**Excerpt**
An integral part of the comprehensive care recommended for patients with chronic obstructive pulmonary disease (COPD) is a pulmonary rehabilitation program. Various studies have demonstrated that these programs are effective in reducing symptoms of dyspnea, and improving exercise capacity and quality of life in patients with COPD. The current recommendation for these programs is that they take a multidisciplinary approach to the care of these patients. Such programs require a significant amount of resources and money. Hui and Hewitt developed a simple outpatient pulmonary rehabilitation program that consisted of incremental exercise endurance training, upper- and lower-limb weight training, and endurance activities. The team involved in this program included a physiotherapist supervised by a respiratory physician. Hui and Hewitt hypothesized that this simple pulmonary rehabilitation program could improve health outcomes and reduce hospital use in patients with COPD.
Patients with a diagnosis of COPD and a forced expiratory volume in one second of less than 60 percent predicted or exertional limitations secondary to dyspnea were enrolled in this prospective, longitudinal trial. The program consisted of endurance training that started with walking, progressed to bicycle ergometer and, if appropriate, to steps and jogging on a mini-trampoline. Upper- and lower-limb weight training started at week 3 of the program. No other formal support was provided, and no other allied health professional was involved in the program.
Baseline evaluation of the patients included spirometry, a six-minute walking distance assessment, Borg dyspnea scale after the six-minute walk, and a quality-of-life assessment using the chronic respiratory disease questionnaire. These evaluations were repeated one week after completion of the program. Hospitalization and length of stay for the participants were assessed for one year before the study and for one year after the program was completed. The researchers included only hospital stays that were directly related to exacerbation of COPD.

[Collected data]
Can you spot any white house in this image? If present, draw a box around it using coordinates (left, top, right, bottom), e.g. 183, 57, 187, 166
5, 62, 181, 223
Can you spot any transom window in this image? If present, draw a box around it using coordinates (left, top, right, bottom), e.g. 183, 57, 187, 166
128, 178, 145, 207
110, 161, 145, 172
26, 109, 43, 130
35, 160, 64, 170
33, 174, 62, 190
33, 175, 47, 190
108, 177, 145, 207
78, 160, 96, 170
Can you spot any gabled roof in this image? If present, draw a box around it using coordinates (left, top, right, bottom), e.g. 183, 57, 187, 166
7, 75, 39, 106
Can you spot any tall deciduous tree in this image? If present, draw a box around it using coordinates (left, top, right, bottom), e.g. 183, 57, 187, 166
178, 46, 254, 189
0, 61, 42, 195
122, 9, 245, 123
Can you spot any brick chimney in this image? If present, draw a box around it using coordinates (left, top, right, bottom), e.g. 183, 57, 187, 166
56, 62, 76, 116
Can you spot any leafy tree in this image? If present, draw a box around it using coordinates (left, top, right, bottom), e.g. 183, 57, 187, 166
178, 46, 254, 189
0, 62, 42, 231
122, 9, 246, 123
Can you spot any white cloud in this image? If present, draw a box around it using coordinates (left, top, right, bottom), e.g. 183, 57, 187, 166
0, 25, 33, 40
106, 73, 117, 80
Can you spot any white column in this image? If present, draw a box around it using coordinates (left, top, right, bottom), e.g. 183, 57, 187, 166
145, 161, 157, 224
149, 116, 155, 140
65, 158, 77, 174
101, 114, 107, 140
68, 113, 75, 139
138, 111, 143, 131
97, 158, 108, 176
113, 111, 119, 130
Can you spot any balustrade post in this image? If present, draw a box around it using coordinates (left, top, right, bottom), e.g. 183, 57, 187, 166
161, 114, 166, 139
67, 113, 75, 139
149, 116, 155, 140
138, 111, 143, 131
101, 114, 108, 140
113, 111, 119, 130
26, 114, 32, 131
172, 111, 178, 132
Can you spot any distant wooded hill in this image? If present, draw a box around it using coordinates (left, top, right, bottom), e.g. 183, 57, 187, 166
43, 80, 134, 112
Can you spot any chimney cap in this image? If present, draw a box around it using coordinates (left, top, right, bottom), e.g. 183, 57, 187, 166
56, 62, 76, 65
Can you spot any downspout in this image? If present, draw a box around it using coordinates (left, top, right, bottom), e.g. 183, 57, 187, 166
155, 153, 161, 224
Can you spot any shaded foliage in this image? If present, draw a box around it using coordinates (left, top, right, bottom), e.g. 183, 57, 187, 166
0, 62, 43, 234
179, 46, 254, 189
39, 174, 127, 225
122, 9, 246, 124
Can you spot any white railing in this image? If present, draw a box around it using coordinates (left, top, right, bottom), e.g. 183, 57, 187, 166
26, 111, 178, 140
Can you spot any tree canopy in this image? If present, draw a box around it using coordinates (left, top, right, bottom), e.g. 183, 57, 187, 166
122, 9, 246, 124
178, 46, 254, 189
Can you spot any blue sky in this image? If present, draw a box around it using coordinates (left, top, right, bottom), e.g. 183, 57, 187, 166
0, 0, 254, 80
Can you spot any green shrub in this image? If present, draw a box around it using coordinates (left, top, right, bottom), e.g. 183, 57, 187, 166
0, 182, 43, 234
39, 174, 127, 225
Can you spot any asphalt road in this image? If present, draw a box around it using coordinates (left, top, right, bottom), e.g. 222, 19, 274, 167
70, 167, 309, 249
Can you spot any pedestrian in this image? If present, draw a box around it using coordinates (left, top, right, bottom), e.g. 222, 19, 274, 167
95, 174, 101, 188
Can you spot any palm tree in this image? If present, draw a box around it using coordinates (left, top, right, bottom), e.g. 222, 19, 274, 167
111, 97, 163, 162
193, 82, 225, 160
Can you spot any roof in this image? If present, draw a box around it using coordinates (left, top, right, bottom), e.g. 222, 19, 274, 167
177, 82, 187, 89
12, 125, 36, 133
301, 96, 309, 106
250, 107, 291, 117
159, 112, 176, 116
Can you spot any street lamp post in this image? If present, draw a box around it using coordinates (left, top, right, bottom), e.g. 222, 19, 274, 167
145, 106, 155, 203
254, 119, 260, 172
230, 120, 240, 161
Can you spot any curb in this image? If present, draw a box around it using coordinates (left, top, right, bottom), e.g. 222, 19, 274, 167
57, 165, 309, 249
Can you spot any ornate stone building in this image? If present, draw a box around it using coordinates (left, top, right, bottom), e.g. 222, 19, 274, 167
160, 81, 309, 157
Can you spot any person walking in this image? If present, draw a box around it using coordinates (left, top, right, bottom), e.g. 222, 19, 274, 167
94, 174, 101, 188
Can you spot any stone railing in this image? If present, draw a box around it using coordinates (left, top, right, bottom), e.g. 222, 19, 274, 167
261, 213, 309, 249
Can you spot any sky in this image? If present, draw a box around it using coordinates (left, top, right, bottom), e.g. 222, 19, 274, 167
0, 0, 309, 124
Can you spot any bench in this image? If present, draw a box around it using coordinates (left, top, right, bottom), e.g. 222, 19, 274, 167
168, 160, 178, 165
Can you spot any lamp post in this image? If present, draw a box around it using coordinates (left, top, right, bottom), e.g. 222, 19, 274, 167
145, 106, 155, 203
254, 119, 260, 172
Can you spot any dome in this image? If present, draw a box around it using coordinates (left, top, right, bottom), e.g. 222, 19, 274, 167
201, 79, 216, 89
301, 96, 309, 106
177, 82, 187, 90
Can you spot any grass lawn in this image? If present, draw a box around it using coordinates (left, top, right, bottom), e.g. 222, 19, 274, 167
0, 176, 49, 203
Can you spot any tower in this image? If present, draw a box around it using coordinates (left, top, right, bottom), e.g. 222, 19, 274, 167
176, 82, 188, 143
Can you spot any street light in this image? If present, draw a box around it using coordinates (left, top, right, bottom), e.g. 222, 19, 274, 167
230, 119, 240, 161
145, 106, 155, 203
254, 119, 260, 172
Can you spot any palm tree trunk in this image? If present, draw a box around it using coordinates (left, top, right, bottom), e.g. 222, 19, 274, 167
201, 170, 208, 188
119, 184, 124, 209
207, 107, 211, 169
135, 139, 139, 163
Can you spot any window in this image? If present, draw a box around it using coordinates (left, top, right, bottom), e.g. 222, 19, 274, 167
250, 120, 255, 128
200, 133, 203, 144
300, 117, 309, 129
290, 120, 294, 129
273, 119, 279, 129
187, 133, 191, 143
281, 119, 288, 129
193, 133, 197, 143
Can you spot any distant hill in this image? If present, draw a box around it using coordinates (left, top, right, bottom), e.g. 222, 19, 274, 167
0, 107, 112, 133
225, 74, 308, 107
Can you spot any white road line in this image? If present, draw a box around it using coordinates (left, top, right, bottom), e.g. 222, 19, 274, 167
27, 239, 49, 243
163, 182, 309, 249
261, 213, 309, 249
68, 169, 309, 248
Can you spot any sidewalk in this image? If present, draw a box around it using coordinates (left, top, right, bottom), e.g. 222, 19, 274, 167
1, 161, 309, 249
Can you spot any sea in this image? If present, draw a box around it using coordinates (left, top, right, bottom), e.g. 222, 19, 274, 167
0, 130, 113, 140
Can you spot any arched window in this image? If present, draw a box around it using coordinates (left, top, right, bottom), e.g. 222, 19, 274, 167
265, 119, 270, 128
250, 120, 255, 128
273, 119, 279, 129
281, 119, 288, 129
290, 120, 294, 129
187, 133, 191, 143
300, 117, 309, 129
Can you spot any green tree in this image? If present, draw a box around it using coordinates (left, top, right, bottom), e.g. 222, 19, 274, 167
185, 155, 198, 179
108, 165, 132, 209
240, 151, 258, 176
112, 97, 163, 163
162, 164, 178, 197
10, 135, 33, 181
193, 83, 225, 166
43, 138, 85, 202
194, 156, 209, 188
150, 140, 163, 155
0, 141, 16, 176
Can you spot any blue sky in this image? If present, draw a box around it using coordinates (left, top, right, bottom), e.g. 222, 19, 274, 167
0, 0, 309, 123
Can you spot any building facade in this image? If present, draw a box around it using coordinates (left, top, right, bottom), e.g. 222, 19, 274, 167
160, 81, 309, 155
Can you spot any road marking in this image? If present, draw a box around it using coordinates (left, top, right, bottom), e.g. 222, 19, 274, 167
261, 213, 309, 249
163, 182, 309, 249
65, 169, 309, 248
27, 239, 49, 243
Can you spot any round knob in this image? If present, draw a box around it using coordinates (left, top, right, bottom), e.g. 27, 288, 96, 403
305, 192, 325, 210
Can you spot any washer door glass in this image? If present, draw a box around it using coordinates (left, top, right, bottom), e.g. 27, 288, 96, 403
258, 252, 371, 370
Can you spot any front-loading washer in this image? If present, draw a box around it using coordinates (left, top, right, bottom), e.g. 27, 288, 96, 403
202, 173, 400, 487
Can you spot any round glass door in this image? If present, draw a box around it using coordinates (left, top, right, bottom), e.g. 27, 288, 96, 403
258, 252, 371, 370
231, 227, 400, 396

**Requirement A**
Translate this sentence from the COPD rehabilitation text into Spanish: "Such programs require a significant amount of resources and money."
**Requirement B**
Carry on writing the COPD rehabilitation text, starting right after its last sentence.

**Expected output A**
Estos programas requieren una cantidad considerable de recursos y dinero.

**Expected output B**
Thirty-six patients completed the study. Those who participated had a significant improvement in exercise endurance, with the average six-minute walking distance improving from 333 m at the start of the program to 423 m at the completion of the program. They also had a significant reduction in dyspnea scores and improvement in quality-of-life scores. There was no change in lung function at the end of the study compared with baseline readings. The number of hospital admissions was reduced significantly when the year before the study was compared with the year after completion of the study. In addition, the average length of hospital stay was reduced significantly from 7.4 days before the program to 3.3 days after the program was completed.
The authors conclude that a simple, low-cost, outpatient pulmonary rehabilitation program can improve health outcomes in patients with COPD. They add that this program was shown to improve health outcomes and reduce hospitalizations and average length of stays. The program also could help reduce the cost of caring for patients with COPD.